(Point localization data)
***

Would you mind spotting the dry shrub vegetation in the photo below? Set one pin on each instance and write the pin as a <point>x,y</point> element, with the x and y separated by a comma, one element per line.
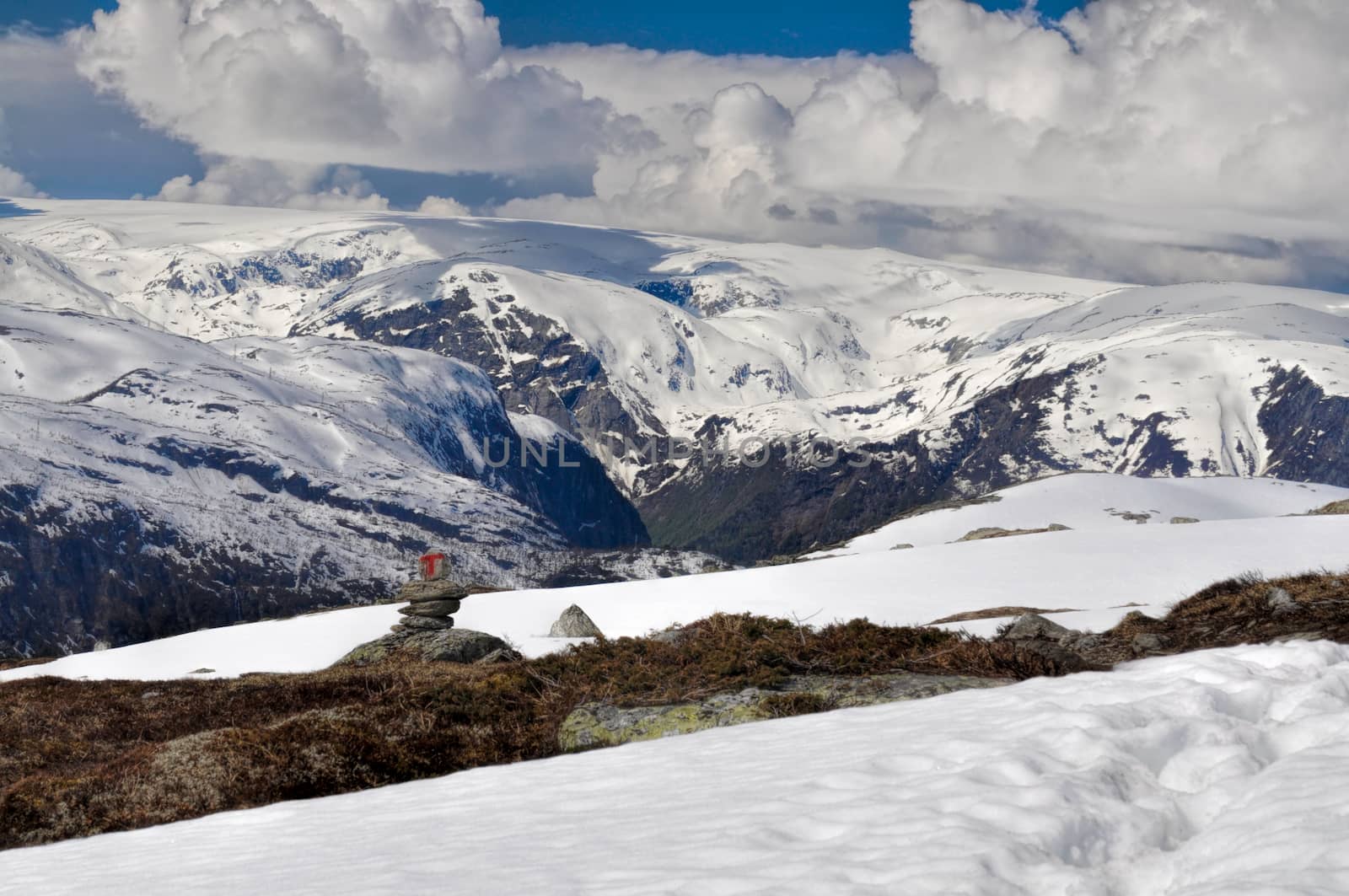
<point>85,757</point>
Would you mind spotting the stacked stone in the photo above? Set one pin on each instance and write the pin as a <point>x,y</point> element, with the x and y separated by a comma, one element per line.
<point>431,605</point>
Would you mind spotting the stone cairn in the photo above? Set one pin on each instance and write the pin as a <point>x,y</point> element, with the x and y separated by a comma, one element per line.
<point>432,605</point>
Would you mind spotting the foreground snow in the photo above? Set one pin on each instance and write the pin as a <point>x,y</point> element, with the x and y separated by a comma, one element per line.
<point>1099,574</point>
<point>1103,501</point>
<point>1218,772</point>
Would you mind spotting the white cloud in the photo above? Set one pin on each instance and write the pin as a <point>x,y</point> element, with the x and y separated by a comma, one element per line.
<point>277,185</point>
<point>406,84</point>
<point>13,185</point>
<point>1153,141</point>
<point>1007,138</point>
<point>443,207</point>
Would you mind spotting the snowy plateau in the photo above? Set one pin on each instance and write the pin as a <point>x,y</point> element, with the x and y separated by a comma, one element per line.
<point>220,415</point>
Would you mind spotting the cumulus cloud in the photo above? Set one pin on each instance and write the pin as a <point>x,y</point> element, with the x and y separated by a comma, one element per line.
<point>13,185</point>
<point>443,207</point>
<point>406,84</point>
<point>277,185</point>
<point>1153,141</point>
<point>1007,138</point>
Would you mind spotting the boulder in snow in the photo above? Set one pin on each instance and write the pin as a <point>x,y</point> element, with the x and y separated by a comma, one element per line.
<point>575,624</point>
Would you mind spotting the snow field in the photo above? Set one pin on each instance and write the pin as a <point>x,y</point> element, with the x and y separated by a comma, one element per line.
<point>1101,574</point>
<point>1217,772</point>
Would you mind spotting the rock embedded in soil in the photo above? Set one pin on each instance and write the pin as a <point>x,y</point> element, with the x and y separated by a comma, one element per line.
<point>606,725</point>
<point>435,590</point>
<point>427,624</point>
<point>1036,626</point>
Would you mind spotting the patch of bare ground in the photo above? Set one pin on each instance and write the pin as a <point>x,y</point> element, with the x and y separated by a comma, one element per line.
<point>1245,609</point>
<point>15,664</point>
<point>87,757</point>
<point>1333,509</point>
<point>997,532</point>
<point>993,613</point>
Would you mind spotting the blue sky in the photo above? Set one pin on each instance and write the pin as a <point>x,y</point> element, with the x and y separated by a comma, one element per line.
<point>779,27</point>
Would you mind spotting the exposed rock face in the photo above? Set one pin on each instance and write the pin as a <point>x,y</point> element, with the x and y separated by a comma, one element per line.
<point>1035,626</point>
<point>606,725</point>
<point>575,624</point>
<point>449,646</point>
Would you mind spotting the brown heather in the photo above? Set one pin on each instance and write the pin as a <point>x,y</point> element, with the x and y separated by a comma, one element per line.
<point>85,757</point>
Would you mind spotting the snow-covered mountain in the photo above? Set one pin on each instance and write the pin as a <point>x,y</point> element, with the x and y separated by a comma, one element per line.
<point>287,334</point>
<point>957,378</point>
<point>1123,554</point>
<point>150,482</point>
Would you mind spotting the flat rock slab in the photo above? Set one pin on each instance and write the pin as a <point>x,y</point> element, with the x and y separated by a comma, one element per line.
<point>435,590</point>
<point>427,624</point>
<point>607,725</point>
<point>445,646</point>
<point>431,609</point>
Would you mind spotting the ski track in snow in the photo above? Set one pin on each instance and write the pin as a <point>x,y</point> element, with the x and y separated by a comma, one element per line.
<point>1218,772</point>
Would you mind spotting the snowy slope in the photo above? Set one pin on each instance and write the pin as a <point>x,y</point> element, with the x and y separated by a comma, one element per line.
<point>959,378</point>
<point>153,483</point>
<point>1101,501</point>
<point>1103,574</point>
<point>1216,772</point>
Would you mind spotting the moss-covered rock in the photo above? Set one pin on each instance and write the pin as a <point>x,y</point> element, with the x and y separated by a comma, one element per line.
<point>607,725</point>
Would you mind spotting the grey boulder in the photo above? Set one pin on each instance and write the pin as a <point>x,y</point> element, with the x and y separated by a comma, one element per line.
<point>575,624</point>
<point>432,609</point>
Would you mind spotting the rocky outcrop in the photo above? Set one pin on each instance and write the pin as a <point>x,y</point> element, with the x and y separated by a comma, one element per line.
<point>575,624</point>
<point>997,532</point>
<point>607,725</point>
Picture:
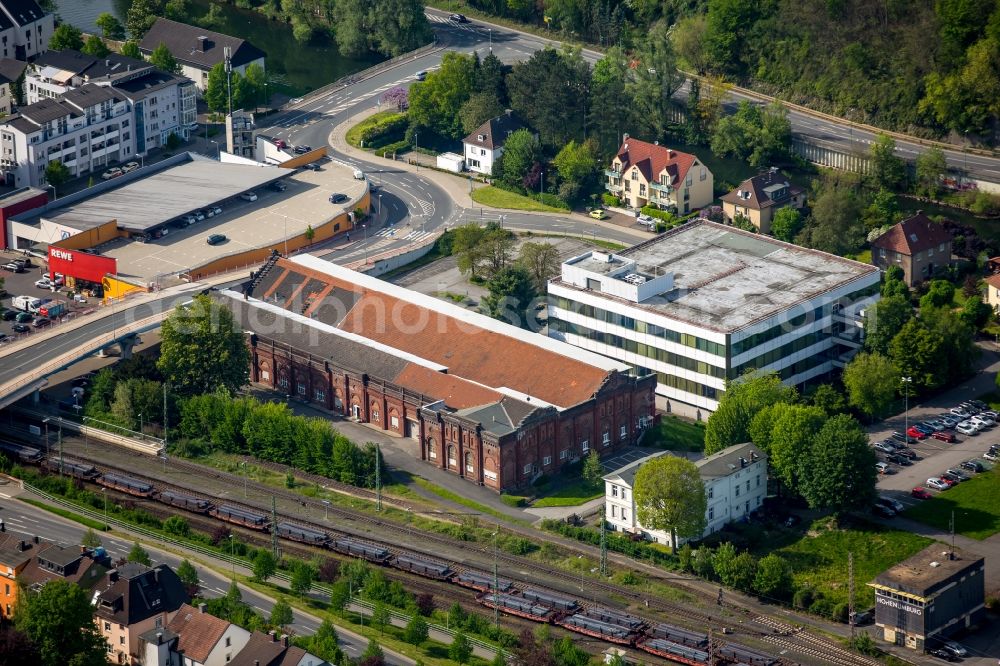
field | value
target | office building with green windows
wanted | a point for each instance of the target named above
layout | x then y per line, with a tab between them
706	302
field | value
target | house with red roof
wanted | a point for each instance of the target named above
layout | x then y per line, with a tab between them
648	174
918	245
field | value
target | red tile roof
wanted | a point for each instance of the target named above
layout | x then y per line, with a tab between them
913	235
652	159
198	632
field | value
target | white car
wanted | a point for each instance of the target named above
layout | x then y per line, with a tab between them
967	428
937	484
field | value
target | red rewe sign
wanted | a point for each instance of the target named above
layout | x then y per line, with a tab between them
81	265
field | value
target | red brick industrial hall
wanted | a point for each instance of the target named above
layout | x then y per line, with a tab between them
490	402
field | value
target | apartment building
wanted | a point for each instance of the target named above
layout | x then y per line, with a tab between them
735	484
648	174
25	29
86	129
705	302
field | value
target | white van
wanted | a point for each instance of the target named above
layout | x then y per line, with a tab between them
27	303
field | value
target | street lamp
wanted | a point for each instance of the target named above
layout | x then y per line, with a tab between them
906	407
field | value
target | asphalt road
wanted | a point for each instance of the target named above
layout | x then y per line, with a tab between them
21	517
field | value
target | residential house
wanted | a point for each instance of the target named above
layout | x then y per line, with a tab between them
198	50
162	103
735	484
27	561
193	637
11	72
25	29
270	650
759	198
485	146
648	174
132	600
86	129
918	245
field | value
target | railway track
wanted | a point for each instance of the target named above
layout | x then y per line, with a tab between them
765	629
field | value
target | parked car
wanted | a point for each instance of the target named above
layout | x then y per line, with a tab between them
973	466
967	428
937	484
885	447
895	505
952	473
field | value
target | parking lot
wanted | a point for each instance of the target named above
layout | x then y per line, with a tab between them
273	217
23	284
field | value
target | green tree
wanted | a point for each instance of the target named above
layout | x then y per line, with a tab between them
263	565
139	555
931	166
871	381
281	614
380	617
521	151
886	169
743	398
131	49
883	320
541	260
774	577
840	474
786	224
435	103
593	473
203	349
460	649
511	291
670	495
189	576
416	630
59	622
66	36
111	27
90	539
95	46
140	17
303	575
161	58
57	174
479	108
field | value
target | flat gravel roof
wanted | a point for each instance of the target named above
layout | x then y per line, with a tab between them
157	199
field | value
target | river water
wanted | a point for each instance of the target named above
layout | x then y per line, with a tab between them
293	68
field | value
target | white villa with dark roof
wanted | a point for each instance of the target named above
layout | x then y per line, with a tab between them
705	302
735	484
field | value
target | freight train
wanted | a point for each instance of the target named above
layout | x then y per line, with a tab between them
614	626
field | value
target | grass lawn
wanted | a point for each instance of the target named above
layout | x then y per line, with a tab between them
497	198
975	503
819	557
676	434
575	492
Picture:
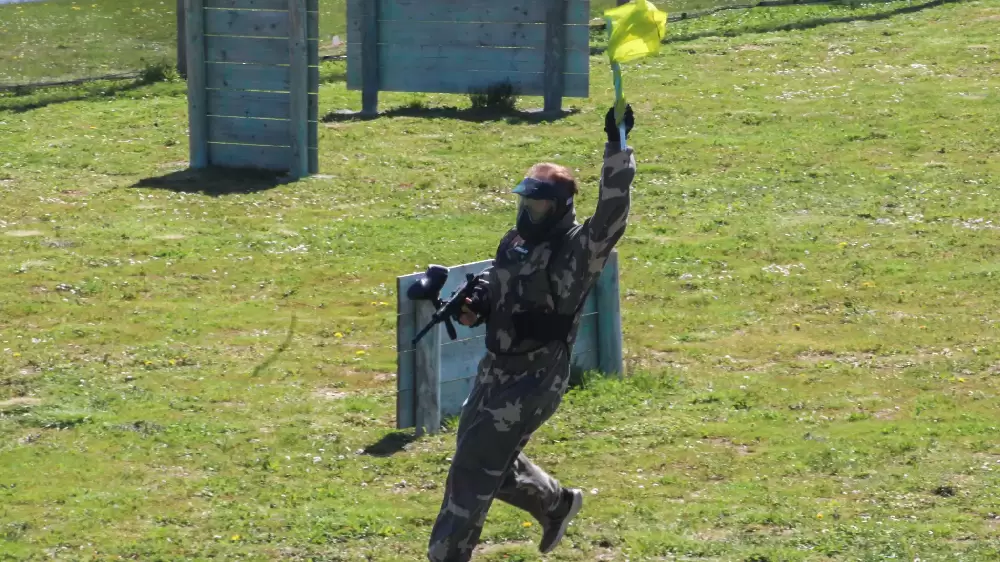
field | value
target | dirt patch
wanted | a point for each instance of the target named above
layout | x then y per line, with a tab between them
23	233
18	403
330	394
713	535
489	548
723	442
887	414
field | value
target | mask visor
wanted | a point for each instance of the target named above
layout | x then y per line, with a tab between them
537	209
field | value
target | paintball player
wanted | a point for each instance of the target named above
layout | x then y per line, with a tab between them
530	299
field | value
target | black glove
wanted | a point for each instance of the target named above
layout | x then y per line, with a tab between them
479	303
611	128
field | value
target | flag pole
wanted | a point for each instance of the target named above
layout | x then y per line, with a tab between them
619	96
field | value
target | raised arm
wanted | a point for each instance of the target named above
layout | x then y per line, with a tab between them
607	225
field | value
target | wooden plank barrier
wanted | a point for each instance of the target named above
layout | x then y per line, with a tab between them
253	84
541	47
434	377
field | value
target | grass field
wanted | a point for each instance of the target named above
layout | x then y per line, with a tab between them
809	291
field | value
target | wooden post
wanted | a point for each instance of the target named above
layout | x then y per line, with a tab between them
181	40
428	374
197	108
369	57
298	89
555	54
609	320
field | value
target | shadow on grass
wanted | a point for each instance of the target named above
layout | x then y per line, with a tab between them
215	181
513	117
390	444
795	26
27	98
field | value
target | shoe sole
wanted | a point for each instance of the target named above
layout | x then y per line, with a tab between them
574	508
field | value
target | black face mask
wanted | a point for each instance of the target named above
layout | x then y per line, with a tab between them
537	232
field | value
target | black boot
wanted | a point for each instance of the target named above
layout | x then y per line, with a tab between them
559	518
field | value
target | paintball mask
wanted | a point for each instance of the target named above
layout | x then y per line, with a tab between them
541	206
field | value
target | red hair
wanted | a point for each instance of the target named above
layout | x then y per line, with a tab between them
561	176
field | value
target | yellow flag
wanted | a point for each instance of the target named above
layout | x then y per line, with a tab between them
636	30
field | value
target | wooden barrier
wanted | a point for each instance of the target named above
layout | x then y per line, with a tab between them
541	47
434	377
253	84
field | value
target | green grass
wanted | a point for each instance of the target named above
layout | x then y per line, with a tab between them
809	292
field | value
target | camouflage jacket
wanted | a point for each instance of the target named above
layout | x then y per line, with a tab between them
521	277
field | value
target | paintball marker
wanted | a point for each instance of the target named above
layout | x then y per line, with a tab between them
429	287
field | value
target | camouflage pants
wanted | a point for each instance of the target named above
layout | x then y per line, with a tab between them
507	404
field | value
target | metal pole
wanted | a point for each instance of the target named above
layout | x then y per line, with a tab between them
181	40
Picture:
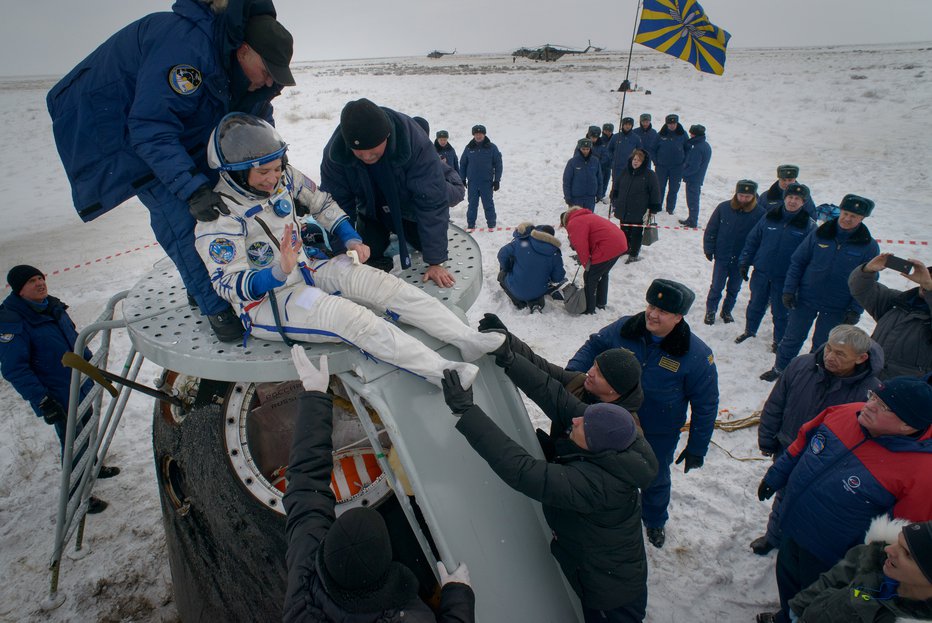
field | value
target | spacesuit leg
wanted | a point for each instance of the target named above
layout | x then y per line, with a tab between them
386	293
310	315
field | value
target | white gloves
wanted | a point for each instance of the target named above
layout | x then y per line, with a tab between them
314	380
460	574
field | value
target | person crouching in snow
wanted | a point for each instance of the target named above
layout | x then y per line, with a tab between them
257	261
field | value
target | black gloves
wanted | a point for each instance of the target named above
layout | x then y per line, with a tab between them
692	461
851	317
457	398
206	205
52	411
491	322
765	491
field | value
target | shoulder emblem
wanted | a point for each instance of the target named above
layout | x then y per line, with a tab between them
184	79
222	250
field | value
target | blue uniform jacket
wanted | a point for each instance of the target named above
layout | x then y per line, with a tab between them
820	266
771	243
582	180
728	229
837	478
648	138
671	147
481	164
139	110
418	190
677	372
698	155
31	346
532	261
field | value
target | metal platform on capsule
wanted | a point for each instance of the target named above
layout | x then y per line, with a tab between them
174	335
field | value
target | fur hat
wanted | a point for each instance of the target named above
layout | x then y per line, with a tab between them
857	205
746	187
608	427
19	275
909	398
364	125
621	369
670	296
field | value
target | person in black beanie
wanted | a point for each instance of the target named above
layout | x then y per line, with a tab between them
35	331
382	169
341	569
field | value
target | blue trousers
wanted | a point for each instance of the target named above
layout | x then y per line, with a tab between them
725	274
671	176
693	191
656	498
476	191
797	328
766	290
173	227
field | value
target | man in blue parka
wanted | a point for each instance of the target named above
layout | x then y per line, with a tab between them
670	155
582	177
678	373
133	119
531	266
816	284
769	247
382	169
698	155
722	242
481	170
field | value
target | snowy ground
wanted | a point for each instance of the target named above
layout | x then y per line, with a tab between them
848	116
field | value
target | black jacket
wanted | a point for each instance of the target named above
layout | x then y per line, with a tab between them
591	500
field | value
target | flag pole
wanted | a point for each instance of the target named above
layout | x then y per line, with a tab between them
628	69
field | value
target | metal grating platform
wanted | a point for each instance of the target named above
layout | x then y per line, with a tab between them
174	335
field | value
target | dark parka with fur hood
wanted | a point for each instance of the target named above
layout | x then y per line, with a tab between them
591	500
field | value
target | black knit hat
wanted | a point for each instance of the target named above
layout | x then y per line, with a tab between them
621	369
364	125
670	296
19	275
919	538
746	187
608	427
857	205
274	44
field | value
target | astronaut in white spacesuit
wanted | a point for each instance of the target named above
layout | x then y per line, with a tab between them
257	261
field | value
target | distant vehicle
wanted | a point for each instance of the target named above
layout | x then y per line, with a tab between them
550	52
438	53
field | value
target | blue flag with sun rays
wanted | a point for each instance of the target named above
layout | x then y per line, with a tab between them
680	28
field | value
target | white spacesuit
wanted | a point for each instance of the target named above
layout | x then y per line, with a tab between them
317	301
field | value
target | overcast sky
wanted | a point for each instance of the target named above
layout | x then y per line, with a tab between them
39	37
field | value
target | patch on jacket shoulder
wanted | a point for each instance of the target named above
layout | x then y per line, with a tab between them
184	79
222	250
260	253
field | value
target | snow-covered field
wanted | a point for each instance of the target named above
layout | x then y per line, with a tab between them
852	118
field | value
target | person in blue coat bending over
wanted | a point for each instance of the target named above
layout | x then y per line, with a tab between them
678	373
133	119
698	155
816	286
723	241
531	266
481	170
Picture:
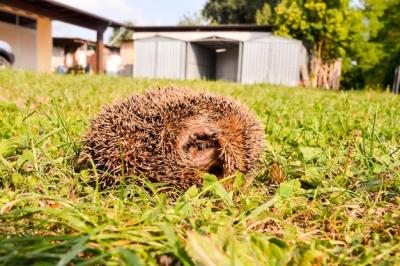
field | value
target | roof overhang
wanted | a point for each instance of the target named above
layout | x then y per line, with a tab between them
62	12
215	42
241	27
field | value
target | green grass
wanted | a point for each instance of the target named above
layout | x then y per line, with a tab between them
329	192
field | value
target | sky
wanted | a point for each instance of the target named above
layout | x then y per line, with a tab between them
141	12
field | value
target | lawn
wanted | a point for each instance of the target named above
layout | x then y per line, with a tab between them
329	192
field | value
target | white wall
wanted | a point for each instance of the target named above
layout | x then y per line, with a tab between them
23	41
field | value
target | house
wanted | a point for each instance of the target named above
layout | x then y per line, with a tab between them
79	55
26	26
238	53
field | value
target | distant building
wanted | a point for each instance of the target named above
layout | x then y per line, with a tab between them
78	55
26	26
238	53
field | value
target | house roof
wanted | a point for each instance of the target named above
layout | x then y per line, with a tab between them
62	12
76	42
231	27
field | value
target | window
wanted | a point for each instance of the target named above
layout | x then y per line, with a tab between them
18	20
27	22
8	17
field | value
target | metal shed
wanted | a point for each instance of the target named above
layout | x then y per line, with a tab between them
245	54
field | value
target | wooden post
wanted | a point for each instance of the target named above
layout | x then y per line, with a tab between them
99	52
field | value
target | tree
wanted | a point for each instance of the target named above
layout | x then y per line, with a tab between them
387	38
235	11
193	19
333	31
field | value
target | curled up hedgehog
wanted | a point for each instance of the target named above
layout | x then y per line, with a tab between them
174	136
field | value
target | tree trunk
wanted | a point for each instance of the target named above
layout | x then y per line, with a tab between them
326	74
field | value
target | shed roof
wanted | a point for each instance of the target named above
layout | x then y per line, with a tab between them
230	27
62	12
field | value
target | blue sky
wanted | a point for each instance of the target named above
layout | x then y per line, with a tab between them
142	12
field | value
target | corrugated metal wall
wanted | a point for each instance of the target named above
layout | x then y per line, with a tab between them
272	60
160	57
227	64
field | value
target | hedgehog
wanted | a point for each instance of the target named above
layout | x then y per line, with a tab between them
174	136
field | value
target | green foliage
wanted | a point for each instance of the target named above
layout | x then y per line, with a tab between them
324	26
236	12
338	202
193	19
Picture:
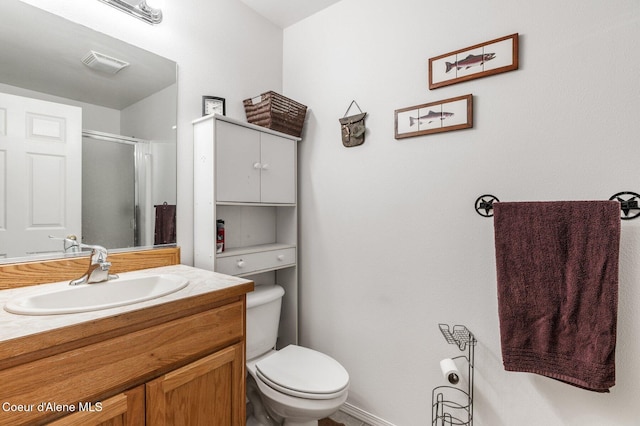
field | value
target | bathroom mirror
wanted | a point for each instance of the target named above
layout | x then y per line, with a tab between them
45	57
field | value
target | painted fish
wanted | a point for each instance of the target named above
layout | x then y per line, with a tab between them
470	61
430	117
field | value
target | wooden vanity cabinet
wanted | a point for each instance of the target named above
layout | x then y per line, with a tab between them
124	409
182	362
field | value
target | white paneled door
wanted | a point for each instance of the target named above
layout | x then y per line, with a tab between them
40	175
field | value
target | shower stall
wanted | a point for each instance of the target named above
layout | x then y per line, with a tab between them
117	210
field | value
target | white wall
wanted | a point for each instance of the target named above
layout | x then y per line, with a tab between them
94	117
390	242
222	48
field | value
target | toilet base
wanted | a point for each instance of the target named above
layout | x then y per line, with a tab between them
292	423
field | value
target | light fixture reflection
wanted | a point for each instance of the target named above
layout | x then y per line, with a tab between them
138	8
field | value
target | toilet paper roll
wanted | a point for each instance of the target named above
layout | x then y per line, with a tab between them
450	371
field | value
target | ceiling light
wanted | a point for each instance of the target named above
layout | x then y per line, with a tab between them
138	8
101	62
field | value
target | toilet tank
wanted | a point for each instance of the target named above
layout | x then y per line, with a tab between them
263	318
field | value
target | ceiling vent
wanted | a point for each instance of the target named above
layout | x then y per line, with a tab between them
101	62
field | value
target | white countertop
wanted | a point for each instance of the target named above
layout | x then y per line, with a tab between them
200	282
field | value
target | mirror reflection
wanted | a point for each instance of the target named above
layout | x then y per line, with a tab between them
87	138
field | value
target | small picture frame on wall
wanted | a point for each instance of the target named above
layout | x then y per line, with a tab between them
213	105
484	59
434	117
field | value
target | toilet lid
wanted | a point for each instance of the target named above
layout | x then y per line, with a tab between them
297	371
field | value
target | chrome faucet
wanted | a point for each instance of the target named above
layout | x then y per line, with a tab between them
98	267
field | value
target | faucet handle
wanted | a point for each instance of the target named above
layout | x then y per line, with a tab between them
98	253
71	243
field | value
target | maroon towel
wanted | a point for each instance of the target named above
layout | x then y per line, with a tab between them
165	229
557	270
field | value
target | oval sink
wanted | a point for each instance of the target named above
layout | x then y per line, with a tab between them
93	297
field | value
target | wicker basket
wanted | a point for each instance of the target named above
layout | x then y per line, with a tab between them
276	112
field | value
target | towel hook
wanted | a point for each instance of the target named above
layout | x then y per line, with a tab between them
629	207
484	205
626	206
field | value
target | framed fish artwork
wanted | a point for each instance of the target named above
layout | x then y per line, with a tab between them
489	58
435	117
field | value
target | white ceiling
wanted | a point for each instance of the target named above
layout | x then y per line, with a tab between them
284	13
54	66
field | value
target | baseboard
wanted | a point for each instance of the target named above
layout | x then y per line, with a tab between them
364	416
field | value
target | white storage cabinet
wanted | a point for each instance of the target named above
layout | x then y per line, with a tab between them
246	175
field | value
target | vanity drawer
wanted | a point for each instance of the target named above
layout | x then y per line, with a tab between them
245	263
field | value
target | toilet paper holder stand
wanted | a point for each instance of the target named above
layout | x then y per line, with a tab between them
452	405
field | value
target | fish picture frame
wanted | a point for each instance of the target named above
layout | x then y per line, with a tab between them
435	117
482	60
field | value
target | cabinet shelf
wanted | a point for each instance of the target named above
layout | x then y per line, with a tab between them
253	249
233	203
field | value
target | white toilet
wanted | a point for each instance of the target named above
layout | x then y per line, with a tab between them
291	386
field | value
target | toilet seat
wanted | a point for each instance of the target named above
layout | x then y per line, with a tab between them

***

» **What you have to do**
Check each line of the data above, and please copy the ones in which the string "light" occurs.

» **Exercise output**
target | light fixture reflection
target | ceiling light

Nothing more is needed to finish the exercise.